What needs to be done
Every entry that follows should be output again, word for word.

━━━━━━━━━━━━━━━━━━━━

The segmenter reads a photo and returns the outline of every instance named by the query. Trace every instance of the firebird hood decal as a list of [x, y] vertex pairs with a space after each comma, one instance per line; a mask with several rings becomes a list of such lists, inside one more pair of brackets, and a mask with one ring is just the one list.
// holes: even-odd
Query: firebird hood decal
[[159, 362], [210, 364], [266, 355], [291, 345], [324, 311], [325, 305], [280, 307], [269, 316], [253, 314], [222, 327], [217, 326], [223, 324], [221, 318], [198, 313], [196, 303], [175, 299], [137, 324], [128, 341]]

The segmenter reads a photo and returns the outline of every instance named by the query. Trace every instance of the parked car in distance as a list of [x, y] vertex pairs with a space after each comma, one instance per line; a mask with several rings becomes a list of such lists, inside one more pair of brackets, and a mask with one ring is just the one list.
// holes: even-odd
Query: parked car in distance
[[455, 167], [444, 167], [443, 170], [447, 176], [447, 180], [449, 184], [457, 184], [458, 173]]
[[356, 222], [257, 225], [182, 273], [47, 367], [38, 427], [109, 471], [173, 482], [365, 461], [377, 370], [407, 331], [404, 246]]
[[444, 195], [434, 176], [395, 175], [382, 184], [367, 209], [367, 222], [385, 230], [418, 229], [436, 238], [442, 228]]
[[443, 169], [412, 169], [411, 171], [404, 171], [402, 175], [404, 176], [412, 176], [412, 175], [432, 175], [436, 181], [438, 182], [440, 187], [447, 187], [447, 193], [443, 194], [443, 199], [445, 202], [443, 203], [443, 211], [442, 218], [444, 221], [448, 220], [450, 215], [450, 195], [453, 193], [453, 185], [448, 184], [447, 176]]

━━━━━━━━━━━━━━━━━━━━

Answer section
The segmenter reads a photo and returns the outline of every instance named by the query. Trace every instance of the firebird hood decal as a list of [x, y] vertex pairs with a space after each comma, one instance per line; a mask with several rings becomes a list of such lists, inside one more pair of brackets, and a mask with one ring is just the one list.
// holes: even-odd
Query: firebird hood decal
[[159, 362], [210, 364], [266, 355], [291, 345], [324, 311], [325, 305], [280, 307], [269, 316], [253, 314], [222, 327], [217, 326], [223, 324], [221, 318], [198, 313], [196, 303], [175, 299], [137, 324], [128, 341]]

The segmenter reads a photo and returns the outline of every instance named by the query. Trace every instance of the parked car in distance as a list of [x, y] vertex pairs with a space after each comma, one instance per line; a mask with several rings becomes a list of such lists, inside one more pair of brackets, and a mask with one ring is just the one list.
// holes: even-odd
Query: parked car in distance
[[455, 167], [444, 167], [443, 170], [447, 176], [447, 180], [449, 184], [457, 184], [458, 173]]
[[356, 222], [257, 225], [182, 273], [47, 367], [38, 427], [109, 471], [173, 482], [365, 461], [377, 370], [407, 331], [404, 246]]
[[444, 195], [434, 176], [395, 175], [382, 184], [367, 209], [367, 222], [385, 230], [418, 229], [436, 238], [442, 228]]
[[443, 169], [412, 169], [411, 171], [404, 171], [402, 175], [404, 176], [412, 176], [412, 175], [432, 175], [436, 181], [438, 182], [440, 187], [447, 187], [447, 193], [443, 194], [443, 199], [445, 202], [443, 203], [443, 211], [442, 218], [444, 221], [448, 220], [450, 215], [450, 195], [453, 193], [453, 185], [448, 184], [447, 176]]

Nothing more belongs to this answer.